» **What you are asked to do**: Every single entry must be restated word for word.

» **Information given**:

┄┄┄┄┄┄┄┄┄┄┄┄┄┄┄┄┄┄┄┄

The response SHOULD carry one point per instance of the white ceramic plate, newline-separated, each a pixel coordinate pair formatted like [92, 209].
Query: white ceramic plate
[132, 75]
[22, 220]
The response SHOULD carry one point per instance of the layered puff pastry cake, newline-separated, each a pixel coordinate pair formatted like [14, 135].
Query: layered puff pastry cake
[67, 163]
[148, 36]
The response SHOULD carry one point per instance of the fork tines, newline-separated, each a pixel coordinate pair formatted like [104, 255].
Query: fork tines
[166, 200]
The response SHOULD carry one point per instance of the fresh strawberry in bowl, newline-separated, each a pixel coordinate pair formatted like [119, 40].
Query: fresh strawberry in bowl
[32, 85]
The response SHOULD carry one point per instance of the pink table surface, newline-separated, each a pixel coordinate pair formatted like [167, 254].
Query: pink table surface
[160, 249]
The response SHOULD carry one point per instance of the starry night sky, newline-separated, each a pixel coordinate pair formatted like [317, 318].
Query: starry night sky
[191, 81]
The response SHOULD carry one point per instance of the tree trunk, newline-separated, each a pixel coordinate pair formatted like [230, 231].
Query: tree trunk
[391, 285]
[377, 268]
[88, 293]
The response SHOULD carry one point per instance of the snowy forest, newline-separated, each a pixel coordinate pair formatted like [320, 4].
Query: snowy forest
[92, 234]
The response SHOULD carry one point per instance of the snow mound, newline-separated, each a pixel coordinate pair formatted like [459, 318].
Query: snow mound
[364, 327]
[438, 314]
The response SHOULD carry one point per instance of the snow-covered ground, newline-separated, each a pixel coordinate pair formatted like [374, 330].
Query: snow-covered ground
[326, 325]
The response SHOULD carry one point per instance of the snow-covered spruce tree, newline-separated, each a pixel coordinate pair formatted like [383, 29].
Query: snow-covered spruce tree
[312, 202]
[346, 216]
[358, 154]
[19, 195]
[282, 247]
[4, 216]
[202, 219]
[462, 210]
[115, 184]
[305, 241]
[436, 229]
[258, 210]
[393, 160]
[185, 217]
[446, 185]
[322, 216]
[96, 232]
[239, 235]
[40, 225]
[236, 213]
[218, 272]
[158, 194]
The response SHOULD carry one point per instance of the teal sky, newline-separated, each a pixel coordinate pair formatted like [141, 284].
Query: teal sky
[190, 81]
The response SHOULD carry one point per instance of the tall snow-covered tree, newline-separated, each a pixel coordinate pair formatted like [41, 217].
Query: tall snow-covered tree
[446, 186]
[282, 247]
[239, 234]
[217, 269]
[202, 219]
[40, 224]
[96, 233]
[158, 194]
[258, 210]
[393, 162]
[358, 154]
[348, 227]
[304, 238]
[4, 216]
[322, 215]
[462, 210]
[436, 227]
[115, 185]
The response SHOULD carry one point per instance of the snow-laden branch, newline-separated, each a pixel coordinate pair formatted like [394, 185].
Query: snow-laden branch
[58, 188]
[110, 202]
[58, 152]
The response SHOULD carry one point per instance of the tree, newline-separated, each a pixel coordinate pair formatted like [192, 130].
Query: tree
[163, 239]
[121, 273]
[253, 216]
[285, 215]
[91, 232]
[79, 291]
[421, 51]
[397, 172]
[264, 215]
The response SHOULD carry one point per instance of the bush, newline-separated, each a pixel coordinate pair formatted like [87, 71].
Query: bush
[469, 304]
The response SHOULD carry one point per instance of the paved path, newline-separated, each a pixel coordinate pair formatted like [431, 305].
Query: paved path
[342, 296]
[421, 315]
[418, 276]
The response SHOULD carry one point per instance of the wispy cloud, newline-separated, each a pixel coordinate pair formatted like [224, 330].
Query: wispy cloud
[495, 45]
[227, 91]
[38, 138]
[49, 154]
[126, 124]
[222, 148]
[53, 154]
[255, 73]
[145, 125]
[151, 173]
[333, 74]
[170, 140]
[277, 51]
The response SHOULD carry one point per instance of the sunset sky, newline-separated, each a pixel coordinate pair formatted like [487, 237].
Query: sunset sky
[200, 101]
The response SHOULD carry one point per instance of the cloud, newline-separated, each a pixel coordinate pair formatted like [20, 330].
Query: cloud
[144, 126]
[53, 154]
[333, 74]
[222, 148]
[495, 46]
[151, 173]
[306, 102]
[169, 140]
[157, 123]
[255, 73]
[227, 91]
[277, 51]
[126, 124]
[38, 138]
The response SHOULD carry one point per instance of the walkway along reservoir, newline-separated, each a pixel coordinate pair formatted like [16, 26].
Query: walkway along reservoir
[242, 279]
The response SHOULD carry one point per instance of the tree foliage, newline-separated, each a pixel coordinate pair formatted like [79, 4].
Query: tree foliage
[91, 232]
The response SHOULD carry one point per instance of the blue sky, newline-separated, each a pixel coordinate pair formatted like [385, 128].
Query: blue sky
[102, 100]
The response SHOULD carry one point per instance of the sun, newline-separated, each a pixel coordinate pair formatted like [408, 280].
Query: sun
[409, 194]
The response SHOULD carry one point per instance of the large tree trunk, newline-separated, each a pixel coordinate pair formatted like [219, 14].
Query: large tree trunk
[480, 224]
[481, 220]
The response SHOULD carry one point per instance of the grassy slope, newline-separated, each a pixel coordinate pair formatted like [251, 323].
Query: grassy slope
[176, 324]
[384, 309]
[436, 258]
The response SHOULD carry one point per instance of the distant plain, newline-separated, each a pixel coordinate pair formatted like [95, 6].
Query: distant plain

┄┄┄┄┄┄┄┄┄┄┄┄┄┄┄┄┄┄┄┄

» **Answer to the exercise**:
The response SHOULD carry one point per instance of the white ceramic plate, newline-separated, each a pixel coordinate pair formatted like [92, 209].
Query: white ceramic plate
[132, 75]
[22, 220]
The response SHOULD carry one point per instance of the layered puff pastry cake, newline-separated, each a pixel coordinate pair formatted like [14, 135].
Query: layered puff pastry cake
[67, 163]
[148, 36]
The response SHOULD carry one point per instance of the fork tines, newline-separated, each a pixel coordinate pair formatted like [104, 255].
Query: fork tines
[166, 200]
The response SHOULD carry one point per instance of the fresh strawberry in bowl, newline-separated, each a pixel coordinate pair formatted like [119, 40].
Query: fresh strawberry in bowl
[32, 85]
The response SHOULD carry one point per instance of the pink table surface, newline-separated, each a pixel coordinate pair formatted like [167, 254].
Query: pink table surface
[160, 249]
The response SHOULD carry one point per instance of the starry night sky, newline-separated, each a pixel coordinate pair formatted like [317, 318].
Query: starry night sky
[191, 81]
The response SHOULD carry one point per instance of the tree trunk, newline-separated, each a pixel coordinate pair formatted like [230, 231].
Query: tree trunk
[391, 285]
[377, 268]
[88, 293]
The response SHOULD carry one point per instance of the snowy forest, newline-separated, each a pixel coordinate pair formatted like [320, 4].
Query: snowy forest
[92, 234]
The response SHOULD carry one point per instance of the snow mound, newline-separated, each a pixel coordinate pair formatted like [459, 318].
Query: snow mound
[364, 327]
[438, 314]
The response SHOULD carry one point per instance of the snow-covered ground, newline-separated, each a pixel coordinate pair formatted like [374, 330].
Query: snow-covered ground
[326, 325]
The response SHOULD carry one point per instance of the snow-covered spruce tree, newline-separated, each a pixel coordinate pair formatted like [383, 29].
Query: snow-covered spruce tree
[312, 202]
[346, 216]
[358, 154]
[19, 195]
[282, 247]
[4, 216]
[202, 219]
[462, 210]
[115, 184]
[305, 241]
[436, 229]
[258, 210]
[393, 160]
[185, 217]
[446, 185]
[322, 216]
[96, 232]
[239, 235]
[40, 225]
[236, 213]
[218, 272]
[158, 194]
The response SHOULD carry one point per instance of the teal sky, newline-separated, each a pixel coordinate pair formatted like [141, 284].
Query: teal sky
[190, 81]
The response SHOULD carry one point per instance of the tall snow-covered tree, newline-separated, each a pixel coordinate pair formatted like [41, 217].
Query: tall snow-covered tree
[446, 186]
[282, 247]
[239, 234]
[217, 269]
[202, 219]
[40, 224]
[96, 233]
[158, 194]
[258, 210]
[393, 162]
[358, 154]
[348, 227]
[304, 238]
[4, 216]
[322, 215]
[462, 210]
[436, 227]
[115, 185]
The response SHOULD carry one point per instance of the snow-laden branch, newline-separated, each a pixel coordinate pair formatted like [394, 185].
Query: snow-laden branch
[58, 188]
[110, 202]
[58, 152]
The response SHOULD carry one point per instance of the tree, newline-separated, each a pixel coordinate pair formatted like [192, 130].
Query: tree
[163, 239]
[121, 273]
[253, 216]
[285, 215]
[91, 232]
[79, 291]
[421, 51]
[397, 172]
[264, 215]
The response SHOULD carry one point per instance of the bush, newline-separated, each a pixel coordinate pair formatted like [87, 71].
Query: bush
[469, 304]
The response SHOULD carry one point per instance of the paved path, newline-separated, each a pixel coordinate pair formatted like [431, 305].
Query: paved path
[342, 296]
[421, 315]
[418, 276]
The response SHOULD carry one point per instance of the wispy cloud, newline-separated, each a pixel coordinate pair formatted like [224, 330].
Query: wispy cloud
[495, 45]
[227, 91]
[38, 138]
[49, 154]
[126, 124]
[222, 148]
[53, 154]
[255, 73]
[145, 125]
[151, 173]
[333, 74]
[170, 140]
[277, 51]
The response SHOULD carry one point per instance of the sunset sky, newline-separated, each a pixel coordinate pair formatted like [487, 237].
Query: sunset sky
[200, 101]
The response SHOULD carry one point per instance of the cloud, newline-separated, each a pixel coordinate pair formatted like [20, 330].
Query: cloud
[144, 126]
[53, 154]
[333, 74]
[222, 148]
[495, 46]
[151, 173]
[306, 102]
[169, 140]
[157, 123]
[255, 73]
[227, 91]
[277, 51]
[126, 124]
[38, 138]
The response SHOULD carry one point per instance of the walkway along reservoir, newline-separated, each a pixel coordinate pair formatted like [16, 26].
Query: walkway along reservoir
[242, 279]
The response SHOULD carry one point per instance of the tree foliage, newline-separated, each a pixel coordinate pair formatted like [79, 4].
Query: tree foliage
[91, 232]
The response SHOULD carry one point per instance of the blue sky, newline-separated, each a pixel coordinate pair formatted like [385, 128].
Query: blue sky
[102, 100]
The response SHOULD carry one point per instance of the sun, newline-separated, each a pixel coordinate pair formatted like [408, 280].
Query: sun
[409, 194]
The response SHOULD carry one point per instance of the large tree trunk, newline-separated, each a pixel coordinate pair formatted like [219, 14].
Query: large tree trunk
[480, 224]
[481, 220]
The response SHOULD carry one point per instance of the grassy slope, newline-separated, each a pixel coordinate pair formatted like [251, 323].
Query: grassy slope
[176, 324]
[384, 309]
[436, 258]
The response SHOULD carry one point per instance of the distant plain, newline-separated, each a pixel coordinate pair formatted like [95, 6].
Query: distant plain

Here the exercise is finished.